→ 任务要求
把下面这份列表改写一遍，其中的“pillow”全部换成“cushion”，其余内容保持原样。

→ 数据摘录

::::::

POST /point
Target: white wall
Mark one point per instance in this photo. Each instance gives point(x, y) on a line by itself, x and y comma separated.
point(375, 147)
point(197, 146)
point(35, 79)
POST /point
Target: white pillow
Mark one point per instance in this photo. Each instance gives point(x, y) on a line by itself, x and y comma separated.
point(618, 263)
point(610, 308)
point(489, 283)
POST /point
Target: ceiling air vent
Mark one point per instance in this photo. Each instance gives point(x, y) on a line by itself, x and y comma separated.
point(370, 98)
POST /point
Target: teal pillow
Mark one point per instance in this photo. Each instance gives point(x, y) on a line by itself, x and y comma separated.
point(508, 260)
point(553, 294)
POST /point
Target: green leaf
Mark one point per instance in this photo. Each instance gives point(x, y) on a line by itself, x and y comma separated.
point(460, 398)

::::::

→ 答案
POST /point
Target: white wall
Mark one point per instance in this photo. Each instance gives point(x, y) on a line by itself, x and y comma separated.
point(375, 147)
point(197, 146)
point(35, 79)
POST /point
Target: white cushion
Mark one point per instance in this photo. Each instance gives point(x, y) on a line by itself, x and y comma separated.
point(618, 263)
point(610, 308)
point(489, 283)
POST /point
Target: ceiling air vent
Mark one point per instance in this photo. Each instance gives point(x, y) on a line by itself, x and y comma separated.
point(370, 98)
POST /point
Target: teal cushion
Mark one point per instance in this photo. Each instance gives point(x, y) on a line by itself, x and y comma separated.
point(508, 260)
point(553, 294)
POST /point
Target: green leaf
Mark one point per instance in this photo. Each instance gives point(x, y) on a line by itself, x and y comma separated.
point(460, 398)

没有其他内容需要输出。